* Description of the task: Reproduce every one of the entries below verbatim, line by line, omitting the pictures from your answer.
· · · · ·
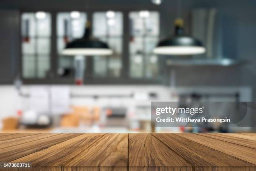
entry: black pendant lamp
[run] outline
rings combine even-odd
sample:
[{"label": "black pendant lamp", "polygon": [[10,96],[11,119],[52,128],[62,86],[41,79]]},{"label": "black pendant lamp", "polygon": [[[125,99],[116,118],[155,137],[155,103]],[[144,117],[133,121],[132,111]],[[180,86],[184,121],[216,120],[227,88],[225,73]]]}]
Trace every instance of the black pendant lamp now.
· · · · ·
* Result of this task:
entry: black pendant lamp
[run] outline
rings combine even-odd
sample:
[{"label": "black pendant lamp", "polygon": [[10,96],[11,119],[52,128],[62,86],[41,79]]},{"label": "black pendant lamp", "polygon": [[[125,99],[116,118],[155,137],[155,103]],[[144,117],[133,121],[132,111]],[[180,86],[184,121],[216,120],[227,88],[225,73]]]}]
Trace every instance of the black pendant lamp now.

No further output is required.